--- begin Provided material ---
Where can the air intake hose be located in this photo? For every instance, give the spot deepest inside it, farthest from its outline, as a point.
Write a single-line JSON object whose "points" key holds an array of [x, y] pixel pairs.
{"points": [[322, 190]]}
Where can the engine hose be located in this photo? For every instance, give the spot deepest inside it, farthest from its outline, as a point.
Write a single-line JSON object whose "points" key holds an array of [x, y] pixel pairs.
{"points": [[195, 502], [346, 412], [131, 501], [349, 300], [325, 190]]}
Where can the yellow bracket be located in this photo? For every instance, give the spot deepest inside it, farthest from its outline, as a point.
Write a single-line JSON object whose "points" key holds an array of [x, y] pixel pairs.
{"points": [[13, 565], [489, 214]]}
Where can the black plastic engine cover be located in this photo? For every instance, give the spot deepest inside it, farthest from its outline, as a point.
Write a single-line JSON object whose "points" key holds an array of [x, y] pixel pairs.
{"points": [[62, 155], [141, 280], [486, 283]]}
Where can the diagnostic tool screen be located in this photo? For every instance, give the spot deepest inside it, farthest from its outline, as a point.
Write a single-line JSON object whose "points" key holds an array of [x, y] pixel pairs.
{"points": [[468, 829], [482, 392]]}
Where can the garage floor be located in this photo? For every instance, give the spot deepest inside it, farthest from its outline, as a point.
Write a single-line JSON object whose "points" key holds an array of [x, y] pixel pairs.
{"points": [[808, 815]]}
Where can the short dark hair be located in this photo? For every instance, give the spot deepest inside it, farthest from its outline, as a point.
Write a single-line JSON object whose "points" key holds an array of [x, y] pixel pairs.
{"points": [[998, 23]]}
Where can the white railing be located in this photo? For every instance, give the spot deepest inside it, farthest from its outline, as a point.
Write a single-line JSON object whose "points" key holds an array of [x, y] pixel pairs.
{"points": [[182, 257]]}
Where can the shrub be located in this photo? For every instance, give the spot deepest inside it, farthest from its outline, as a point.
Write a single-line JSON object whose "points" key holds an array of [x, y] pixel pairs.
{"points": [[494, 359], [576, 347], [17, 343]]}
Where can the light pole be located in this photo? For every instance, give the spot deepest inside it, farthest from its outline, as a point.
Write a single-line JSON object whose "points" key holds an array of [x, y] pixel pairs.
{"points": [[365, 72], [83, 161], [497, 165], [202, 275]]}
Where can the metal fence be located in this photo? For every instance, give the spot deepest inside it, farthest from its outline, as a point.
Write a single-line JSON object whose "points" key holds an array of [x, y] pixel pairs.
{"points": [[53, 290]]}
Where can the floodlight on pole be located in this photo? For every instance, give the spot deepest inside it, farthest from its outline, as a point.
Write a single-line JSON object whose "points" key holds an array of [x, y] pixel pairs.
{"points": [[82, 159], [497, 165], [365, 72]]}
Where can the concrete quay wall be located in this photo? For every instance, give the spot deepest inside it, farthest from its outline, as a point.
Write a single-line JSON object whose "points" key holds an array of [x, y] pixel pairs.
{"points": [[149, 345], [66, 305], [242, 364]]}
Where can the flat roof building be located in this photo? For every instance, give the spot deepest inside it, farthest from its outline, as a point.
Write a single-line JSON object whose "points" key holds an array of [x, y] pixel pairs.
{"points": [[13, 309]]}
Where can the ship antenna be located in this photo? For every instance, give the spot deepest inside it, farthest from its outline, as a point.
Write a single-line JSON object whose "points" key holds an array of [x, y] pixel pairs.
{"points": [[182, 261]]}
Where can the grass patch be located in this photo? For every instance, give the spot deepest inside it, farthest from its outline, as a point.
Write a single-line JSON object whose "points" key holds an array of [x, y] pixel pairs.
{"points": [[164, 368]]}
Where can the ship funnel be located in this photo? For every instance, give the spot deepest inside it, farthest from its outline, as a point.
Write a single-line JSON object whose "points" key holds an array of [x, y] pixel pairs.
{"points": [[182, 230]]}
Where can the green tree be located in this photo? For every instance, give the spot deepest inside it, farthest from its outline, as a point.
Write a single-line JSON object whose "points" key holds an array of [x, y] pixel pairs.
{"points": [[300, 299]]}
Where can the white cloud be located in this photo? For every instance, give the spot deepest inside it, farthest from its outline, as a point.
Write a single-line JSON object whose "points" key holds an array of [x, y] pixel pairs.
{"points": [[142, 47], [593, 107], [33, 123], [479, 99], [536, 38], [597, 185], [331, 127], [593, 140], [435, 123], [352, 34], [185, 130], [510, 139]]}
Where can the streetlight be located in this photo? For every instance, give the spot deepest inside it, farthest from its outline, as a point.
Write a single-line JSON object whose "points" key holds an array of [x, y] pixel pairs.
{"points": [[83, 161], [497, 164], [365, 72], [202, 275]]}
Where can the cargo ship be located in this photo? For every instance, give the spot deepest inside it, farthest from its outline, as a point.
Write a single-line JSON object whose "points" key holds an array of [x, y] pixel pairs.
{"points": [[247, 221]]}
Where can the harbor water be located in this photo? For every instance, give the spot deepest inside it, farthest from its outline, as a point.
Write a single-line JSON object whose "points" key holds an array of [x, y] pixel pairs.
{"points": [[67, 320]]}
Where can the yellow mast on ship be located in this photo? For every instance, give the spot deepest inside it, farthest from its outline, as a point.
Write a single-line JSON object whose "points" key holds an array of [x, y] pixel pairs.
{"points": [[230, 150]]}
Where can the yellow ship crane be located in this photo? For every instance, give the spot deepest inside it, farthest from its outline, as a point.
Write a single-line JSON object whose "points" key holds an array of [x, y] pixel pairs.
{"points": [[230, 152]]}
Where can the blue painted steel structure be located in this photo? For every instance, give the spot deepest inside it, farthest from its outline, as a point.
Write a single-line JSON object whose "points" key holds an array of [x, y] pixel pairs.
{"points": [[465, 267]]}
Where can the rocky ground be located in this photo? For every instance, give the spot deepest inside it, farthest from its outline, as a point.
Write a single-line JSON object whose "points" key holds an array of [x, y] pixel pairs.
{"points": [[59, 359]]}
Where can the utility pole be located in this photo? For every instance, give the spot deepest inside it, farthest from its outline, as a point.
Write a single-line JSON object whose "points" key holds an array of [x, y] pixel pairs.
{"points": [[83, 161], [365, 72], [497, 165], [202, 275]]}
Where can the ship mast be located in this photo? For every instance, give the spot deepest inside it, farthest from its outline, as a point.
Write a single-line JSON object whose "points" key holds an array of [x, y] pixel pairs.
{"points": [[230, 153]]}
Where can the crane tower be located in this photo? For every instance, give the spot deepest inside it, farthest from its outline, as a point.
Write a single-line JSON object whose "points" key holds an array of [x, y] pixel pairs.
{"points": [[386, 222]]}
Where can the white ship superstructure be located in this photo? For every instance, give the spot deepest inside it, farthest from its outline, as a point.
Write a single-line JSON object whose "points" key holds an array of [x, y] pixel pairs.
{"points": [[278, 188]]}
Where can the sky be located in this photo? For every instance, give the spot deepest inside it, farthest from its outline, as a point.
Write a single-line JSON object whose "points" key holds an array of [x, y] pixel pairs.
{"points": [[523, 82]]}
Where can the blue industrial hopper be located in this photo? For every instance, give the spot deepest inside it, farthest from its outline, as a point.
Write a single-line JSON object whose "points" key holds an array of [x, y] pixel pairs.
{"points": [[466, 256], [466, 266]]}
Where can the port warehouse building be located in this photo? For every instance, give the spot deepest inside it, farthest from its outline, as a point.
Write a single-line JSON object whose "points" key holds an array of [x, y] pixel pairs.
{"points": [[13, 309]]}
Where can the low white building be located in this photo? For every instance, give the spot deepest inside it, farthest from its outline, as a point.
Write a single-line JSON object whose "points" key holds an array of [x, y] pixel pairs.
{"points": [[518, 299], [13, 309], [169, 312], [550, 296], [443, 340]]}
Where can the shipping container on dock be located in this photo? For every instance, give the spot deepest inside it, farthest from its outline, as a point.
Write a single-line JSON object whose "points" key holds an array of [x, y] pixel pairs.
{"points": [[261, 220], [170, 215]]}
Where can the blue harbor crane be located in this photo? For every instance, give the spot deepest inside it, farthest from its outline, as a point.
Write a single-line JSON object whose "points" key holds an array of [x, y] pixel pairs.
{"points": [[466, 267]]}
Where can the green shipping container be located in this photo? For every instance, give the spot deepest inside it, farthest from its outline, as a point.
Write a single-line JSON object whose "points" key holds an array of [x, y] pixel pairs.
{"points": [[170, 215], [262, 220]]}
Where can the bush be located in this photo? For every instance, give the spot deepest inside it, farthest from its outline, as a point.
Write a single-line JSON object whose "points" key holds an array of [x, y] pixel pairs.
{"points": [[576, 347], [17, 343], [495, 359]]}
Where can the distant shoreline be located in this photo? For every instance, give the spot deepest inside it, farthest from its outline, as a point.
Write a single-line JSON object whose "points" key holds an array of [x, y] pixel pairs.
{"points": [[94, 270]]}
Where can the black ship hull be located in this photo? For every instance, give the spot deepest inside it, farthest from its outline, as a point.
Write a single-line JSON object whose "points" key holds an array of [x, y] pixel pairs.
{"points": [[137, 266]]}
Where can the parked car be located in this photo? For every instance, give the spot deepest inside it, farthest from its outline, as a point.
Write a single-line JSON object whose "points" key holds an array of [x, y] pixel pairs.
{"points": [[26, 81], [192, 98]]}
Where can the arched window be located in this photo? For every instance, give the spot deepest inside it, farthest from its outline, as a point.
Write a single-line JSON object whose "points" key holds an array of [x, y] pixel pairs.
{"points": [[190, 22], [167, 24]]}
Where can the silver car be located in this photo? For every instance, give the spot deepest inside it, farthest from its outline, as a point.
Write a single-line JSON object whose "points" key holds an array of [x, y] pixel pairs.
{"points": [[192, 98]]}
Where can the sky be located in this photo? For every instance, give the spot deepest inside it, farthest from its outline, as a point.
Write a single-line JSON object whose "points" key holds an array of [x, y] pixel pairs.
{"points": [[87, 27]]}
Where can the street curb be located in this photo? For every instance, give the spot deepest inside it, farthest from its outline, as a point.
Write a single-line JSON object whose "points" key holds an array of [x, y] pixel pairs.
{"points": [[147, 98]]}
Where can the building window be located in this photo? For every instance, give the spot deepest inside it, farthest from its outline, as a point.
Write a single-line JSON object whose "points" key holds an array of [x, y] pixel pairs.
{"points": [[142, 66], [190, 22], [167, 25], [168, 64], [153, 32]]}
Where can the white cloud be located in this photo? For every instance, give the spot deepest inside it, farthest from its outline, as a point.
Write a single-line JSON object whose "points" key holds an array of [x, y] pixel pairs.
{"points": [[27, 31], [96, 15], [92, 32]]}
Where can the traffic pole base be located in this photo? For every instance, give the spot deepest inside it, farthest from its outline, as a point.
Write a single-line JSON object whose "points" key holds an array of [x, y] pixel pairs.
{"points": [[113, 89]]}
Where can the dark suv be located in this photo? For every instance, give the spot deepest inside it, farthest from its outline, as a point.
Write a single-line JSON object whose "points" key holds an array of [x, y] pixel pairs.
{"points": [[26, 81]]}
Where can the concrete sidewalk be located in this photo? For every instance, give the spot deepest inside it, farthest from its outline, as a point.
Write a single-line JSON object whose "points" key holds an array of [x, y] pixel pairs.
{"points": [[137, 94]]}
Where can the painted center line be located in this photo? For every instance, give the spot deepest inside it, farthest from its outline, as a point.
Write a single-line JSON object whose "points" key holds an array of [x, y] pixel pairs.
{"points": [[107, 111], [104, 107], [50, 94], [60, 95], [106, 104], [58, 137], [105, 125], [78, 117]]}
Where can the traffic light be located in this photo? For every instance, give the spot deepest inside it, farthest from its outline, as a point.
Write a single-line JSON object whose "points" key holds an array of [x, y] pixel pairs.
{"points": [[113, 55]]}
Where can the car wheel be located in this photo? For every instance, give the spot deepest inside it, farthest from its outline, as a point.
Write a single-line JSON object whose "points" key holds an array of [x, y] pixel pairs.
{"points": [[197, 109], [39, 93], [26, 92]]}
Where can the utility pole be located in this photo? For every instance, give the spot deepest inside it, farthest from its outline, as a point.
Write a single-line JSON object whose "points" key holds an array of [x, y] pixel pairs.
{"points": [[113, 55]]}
--- end Provided material ---
Aim of the task -
Copy exactly the lines from the one containing "Where can the traffic light" through the last line of the records, both included, and nothing else.

Full solution -
Where can the traffic light be located in this photo? For every instance, give the spot deepest inside it, farthest from its outline, as a point.
Write a single-line JSON object whose "points" key holds an array of [x, y] pixel pairs.
{"points": [[113, 55]]}
Where can the car wheel be located in this photo? For every instance, give the spot deepest inside it, farthest from its outline, as a point.
Write a single-line JSON object whose "points" key holds an array of [x, y] pixel pairs.
{"points": [[197, 109], [39, 93], [26, 92]]}
Where can the utility pole be located in this photo? For every instance, give the spot deepest inside it, farthest from its outline, as a point.
Write a single-line JSON object whose "points" key holds an array of [x, y] pixel pairs.
{"points": [[113, 55]]}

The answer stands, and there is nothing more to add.